▸ **THE REQUEST**:
Turn the data below into a Markdown table with the columns Number and Line, one numbered row for each line, and leave out any blank lines.

BEGIN DATA EXTRACT

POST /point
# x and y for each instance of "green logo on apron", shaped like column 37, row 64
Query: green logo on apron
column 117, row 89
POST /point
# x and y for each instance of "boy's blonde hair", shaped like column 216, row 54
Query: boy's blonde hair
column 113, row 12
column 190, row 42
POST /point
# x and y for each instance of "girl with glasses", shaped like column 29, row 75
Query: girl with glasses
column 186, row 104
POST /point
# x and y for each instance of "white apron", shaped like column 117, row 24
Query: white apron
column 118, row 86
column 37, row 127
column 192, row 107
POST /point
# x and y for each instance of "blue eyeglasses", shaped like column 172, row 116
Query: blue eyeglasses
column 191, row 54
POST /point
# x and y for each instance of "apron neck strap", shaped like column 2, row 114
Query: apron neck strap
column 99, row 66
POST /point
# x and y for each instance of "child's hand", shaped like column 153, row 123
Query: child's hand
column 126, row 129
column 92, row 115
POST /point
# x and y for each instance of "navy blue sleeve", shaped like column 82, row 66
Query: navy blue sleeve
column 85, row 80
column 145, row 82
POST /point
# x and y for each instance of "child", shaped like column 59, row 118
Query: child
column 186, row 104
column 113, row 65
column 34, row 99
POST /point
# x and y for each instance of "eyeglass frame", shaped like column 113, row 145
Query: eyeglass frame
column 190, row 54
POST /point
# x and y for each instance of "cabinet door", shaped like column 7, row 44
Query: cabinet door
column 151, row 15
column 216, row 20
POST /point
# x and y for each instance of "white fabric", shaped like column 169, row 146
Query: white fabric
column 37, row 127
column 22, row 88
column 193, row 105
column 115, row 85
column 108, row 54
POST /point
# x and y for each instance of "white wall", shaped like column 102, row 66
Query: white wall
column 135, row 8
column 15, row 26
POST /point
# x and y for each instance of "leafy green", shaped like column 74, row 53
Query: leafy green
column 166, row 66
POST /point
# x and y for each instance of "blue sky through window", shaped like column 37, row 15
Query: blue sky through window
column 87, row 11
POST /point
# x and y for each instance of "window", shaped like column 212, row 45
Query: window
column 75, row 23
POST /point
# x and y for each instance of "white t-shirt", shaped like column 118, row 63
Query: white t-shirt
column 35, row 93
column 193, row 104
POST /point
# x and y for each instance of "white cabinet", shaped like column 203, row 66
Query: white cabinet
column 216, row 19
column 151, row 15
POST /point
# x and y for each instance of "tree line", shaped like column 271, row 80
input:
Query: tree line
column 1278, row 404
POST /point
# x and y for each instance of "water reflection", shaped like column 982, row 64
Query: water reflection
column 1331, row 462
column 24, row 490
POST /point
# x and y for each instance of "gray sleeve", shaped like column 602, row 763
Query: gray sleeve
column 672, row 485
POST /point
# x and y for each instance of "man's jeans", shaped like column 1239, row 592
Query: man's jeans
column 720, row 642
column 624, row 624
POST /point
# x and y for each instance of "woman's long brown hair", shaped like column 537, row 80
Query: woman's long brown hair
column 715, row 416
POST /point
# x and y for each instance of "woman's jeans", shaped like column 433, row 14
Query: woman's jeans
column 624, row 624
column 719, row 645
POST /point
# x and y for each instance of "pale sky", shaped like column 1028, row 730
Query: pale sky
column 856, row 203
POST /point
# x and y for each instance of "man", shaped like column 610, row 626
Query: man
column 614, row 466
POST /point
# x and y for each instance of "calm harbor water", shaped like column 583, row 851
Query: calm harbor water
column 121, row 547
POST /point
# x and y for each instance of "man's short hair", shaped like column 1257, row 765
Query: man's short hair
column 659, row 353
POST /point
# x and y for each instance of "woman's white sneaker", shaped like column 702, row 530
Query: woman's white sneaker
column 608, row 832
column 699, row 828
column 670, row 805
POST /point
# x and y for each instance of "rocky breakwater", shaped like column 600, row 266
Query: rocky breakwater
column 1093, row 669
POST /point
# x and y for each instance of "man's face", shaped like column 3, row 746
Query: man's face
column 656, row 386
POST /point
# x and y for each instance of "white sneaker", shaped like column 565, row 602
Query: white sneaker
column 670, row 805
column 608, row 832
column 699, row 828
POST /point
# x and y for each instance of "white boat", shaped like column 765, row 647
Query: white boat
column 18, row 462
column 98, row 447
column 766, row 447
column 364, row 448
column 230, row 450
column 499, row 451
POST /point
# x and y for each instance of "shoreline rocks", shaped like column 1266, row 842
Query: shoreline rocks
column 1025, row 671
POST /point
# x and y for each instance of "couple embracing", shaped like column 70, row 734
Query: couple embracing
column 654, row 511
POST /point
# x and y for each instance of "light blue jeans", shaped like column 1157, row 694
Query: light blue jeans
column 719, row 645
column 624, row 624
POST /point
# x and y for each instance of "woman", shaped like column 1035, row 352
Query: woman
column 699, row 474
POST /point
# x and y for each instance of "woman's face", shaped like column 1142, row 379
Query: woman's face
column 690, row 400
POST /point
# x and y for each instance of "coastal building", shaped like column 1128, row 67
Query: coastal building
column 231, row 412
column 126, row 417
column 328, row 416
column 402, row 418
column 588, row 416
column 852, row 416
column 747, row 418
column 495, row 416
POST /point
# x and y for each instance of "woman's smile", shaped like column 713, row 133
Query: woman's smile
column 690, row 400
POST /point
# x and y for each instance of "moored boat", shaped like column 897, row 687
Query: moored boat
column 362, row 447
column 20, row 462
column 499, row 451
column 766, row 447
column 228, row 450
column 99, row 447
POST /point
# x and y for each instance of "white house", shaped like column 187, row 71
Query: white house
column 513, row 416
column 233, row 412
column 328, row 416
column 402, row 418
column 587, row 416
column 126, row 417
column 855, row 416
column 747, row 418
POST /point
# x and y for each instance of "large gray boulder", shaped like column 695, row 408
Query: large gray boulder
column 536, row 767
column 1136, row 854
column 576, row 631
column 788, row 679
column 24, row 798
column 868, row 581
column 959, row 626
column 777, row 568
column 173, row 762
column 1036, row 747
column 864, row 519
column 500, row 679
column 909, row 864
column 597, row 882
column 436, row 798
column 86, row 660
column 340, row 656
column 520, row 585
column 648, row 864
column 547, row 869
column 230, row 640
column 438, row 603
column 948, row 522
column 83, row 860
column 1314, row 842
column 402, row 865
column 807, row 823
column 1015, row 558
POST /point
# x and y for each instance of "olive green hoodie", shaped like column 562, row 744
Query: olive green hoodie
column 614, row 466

END DATA EXTRACT

▸ **THE COMPLETED TASK**:
| Number | Line |
|---|---|
| 1 | POST /point |
| 2 | # x and y for each instance of "green logo on apron", shaped like column 37, row 64 |
| 3 | Query: green logo on apron |
| 4 | column 117, row 89 |
| 5 | POST /point |
| 6 | # x and y for each instance of "boy's blonde hair", shaped like column 216, row 54 |
| 7 | Query: boy's blonde hair |
| 8 | column 113, row 12 |
| 9 | column 190, row 42 |
| 10 | POST /point |
| 11 | # x and y for each instance of "girl with glasses", shaped like column 29, row 75 |
| 12 | Query: girl with glasses |
| 13 | column 186, row 104 |
| 14 | POST /point |
| 15 | # x and y for each instance of "white apron", shaped like column 117, row 24 |
| 16 | Query: white apron |
| 17 | column 118, row 86 |
| 18 | column 37, row 127 |
| 19 | column 192, row 107 |
| 20 | POST /point |
| 21 | # x and y for each instance of "blue eyeglasses", shaped like column 172, row 116 |
| 22 | Query: blue eyeglasses |
| 23 | column 191, row 54 |
| 24 | POST /point |
| 25 | # x and y for each instance of "apron neck strap", shaped like column 2, row 114 |
| 26 | Query: apron neck strap |
| 27 | column 99, row 66 |
| 28 | POST /point |
| 29 | # x and y for each instance of "child's hand", shaped like column 153, row 123 |
| 30 | Query: child's hand |
| 31 | column 126, row 129 |
| 32 | column 92, row 115 |
| 33 | POST /point |
| 34 | # x and y for each instance of "navy blue sleeve", shaped like column 82, row 66 |
| 35 | Query: navy blue sleeve |
| 36 | column 85, row 80 |
| 37 | column 145, row 82 |
| 38 | POST /point |
| 39 | # x and y for each instance of "child", shaped like column 59, row 118 |
| 40 | Query: child |
| 41 | column 186, row 104 |
| 42 | column 113, row 65 |
| 43 | column 34, row 99 |
| 44 | POST /point |
| 45 | # x and y for each instance of "eyeglass frame", shaped like column 113, row 145 |
| 46 | Query: eyeglass frame |
| 47 | column 190, row 54 |
| 48 | POST /point |
| 49 | # x and y for each instance of "cabinet door", shaped like column 7, row 44 |
| 50 | Query: cabinet door |
| 51 | column 151, row 15 |
| 52 | column 216, row 20 |
| 53 | POST /point |
| 54 | # x and y for each instance of "white fabric", shaped like column 169, row 146 |
| 55 | Query: white fabric |
| 56 | column 37, row 127 |
| 57 | column 22, row 88 |
| 58 | column 193, row 105 |
| 59 | column 115, row 85 |
| 60 | column 108, row 54 |
| 61 | POST /point |
| 62 | # x and y for each instance of "white wall", shaped like column 102, row 66 |
| 63 | Query: white wall |
| 64 | column 135, row 8 |
| 65 | column 15, row 26 |
| 66 | POST /point |
| 67 | # x and y for each instance of "leafy green", shaped like column 74, row 53 |
| 68 | Query: leafy green |
| 69 | column 166, row 66 |
| 70 | POST /point |
| 71 | # x and y for each instance of "blue sky through window", shaped like column 37, row 15 |
| 72 | Query: blue sky through window |
| 73 | column 87, row 11 |
| 74 | POST /point |
| 75 | # x and y for each instance of "window", shaped like column 212, row 45 |
| 76 | Query: window |
| 77 | column 75, row 23 |
| 78 | POST /point |
| 79 | # x and y for each instance of "white t-shirt", shaped like column 118, row 63 |
| 80 | Query: white t-shirt |
| 81 | column 35, row 93 |
| 82 | column 193, row 104 |
| 83 | POST /point |
| 84 | # x and y for each instance of "white cabinet", shaped like column 203, row 66 |
| 85 | Query: white cabinet |
| 86 | column 216, row 19 |
| 87 | column 151, row 15 |
| 88 | POST /point |
| 89 | # x and y for each instance of "tree line", shaped like column 271, row 80 |
| 90 | input: |
| 91 | Query: tree line |
| 92 | column 1278, row 404 |
| 93 | POST /point |
| 94 | # x and y for each instance of "water reflection", shaped like column 982, row 64 |
| 95 | Query: water reflection |
| 96 | column 1331, row 462 |
| 97 | column 24, row 490 |
| 98 | POST /point |
| 99 | # x and y for each instance of "gray sleeve", shaped like column 602, row 763 |
| 100 | Query: gray sleeve |
| 101 | column 672, row 485 |
| 102 | POST /point |
| 103 | # x and y for each instance of "man's jeans", shaped like column 1239, row 592 |
| 104 | Query: man's jeans |
| 105 | column 720, row 642 |
| 106 | column 624, row 624 |
| 107 | POST /point |
| 108 | # x and y for each instance of "woman's long brown hair", shaped like column 537, row 80 |
| 109 | Query: woman's long brown hair |
| 110 | column 715, row 416 |
| 111 | POST /point |
| 112 | # x and y for each instance of "woman's jeans", shaped like column 433, row 14 |
| 113 | Query: woman's jeans |
| 114 | column 624, row 624 |
| 115 | column 719, row 645 |
| 116 | POST /point |
| 117 | # x and y for each instance of "pale sky", shaped like column 1028, row 730 |
| 118 | Query: pale sky |
| 119 | column 856, row 203 |
| 120 | POST /point |
| 121 | # x and y for each instance of "man", shaped like column 610, row 626 |
| 122 | Query: man |
| 123 | column 614, row 466 |
| 124 | POST /point |
| 125 | # x and y for each instance of "calm harbor water", shaped like column 583, row 851 |
| 126 | Query: calm harbor water |
| 127 | column 121, row 547 |
| 128 | POST /point |
| 129 | # x and y for each instance of "man's short hair", shaped like column 1257, row 765 |
| 130 | Query: man's short hair |
| 131 | column 659, row 353 |
| 132 | POST /point |
| 133 | # x and y for each instance of "woman's white sneaker", shaped like column 702, row 530 |
| 134 | Query: woman's white sneaker |
| 135 | column 608, row 832 |
| 136 | column 699, row 828 |
| 137 | column 670, row 805 |
| 138 | POST /point |
| 139 | # x and y for each instance of "rocky breakwater", shaped like column 600, row 266 |
| 140 | Query: rocky breakwater |
| 141 | column 1093, row 669 |
| 142 | POST /point |
| 143 | # x and y for each instance of "man's face", shaped like column 3, row 746 |
| 144 | Query: man's face |
| 145 | column 656, row 386 |
| 146 | POST /point |
| 147 | # x and y for each instance of "white sneaker", shaped like column 565, row 602 |
| 148 | Query: white sneaker |
| 149 | column 670, row 805 |
| 150 | column 608, row 832 |
| 151 | column 699, row 828 |
| 152 | POST /point |
| 153 | # x and y for each instance of "white boat", shaped like column 765, row 647 |
| 154 | Query: white boat |
| 155 | column 18, row 462 |
| 156 | column 98, row 447 |
| 157 | column 766, row 447 |
| 158 | column 364, row 448 |
| 159 | column 230, row 450 |
| 160 | column 499, row 451 |
| 161 | POST /point |
| 162 | # x and y for each instance of "shoreline rocks", shaped like column 1266, row 842 |
| 163 | Query: shoreline rocks |
| 164 | column 1025, row 671 |
| 165 | POST /point |
| 166 | # x and y for each instance of "couple embracing", shaped like column 70, row 734 |
| 167 | Query: couple embracing |
| 168 | column 654, row 511 |
| 169 | POST /point |
| 170 | # x and y for each instance of "light blue jeans", shaped like column 1157, row 694 |
| 171 | Query: light blue jeans |
| 172 | column 719, row 645 |
| 173 | column 624, row 624 |
| 174 | POST /point |
| 175 | # x and y for each instance of "woman", shaped like column 1035, row 352 |
| 176 | Query: woman |
| 177 | column 699, row 474 |
| 178 | POST /point |
| 179 | # x and y for each instance of "woman's face", shaped like column 1142, row 379 |
| 180 | Query: woman's face |
| 181 | column 690, row 400 |
| 182 | POST /point |
| 183 | # x and y for each instance of "coastal building", shaped like column 1128, row 67 |
| 184 | Query: coastal building |
| 185 | column 231, row 412 |
| 186 | column 126, row 417 |
| 187 | column 328, row 416 |
| 188 | column 402, row 418 |
| 189 | column 588, row 416 |
| 190 | column 852, row 416 |
| 191 | column 747, row 418 |
| 192 | column 495, row 416 |
| 193 | POST /point |
| 194 | # x and y for each instance of "woman's smile", shaped like column 713, row 133 |
| 195 | Query: woman's smile |
| 196 | column 690, row 400 |
| 197 | POST /point |
| 198 | # x and y for each instance of "moored boat", shaped like column 897, row 687 |
| 199 | Query: moored boat |
| 200 | column 362, row 447 |
| 201 | column 20, row 462 |
| 202 | column 499, row 451 |
| 203 | column 766, row 447 |
| 204 | column 228, row 450 |
| 205 | column 99, row 447 |
| 206 | POST /point |
| 207 | # x and y for each instance of "white house", shaped like column 187, row 71 |
| 208 | Query: white house |
| 209 | column 513, row 416 |
| 210 | column 233, row 412 |
| 211 | column 328, row 416 |
| 212 | column 402, row 418 |
| 213 | column 587, row 416 |
| 214 | column 126, row 417 |
| 215 | column 855, row 416 |
| 216 | column 747, row 418 |
| 217 | POST /point |
| 218 | # x and y for each instance of "large gray boulder", shaped like column 695, row 408 |
| 219 | Query: large gray boulder |
| 220 | column 536, row 767 |
| 221 | column 1136, row 854 |
| 222 | column 576, row 631 |
| 223 | column 788, row 679 |
| 224 | column 24, row 798 |
| 225 | column 868, row 581 |
| 226 | column 959, row 626 |
| 227 | column 777, row 568 |
| 228 | column 173, row 762 |
| 229 | column 1036, row 747 |
| 230 | column 864, row 519 |
| 231 | column 500, row 679 |
| 232 | column 909, row 864 |
| 233 | column 597, row 882 |
| 234 | column 436, row 798 |
| 235 | column 86, row 660 |
| 236 | column 340, row 656 |
| 237 | column 520, row 585 |
| 238 | column 648, row 864 |
| 239 | column 547, row 869 |
| 240 | column 230, row 640 |
| 241 | column 438, row 603 |
| 242 | column 948, row 522 |
| 243 | column 83, row 860 |
| 244 | column 1314, row 842 |
| 245 | column 402, row 865 |
| 246 | column 807, row 823 |
| 247 | column 1015, row 558 |
| 248 | POST /point |
| 249 | # x and y for each instance of "olive green hoodie", shaped like column 562, row 744 |
| 250 | Query: olive green hoodie |
| 251 | column 614, row 466 |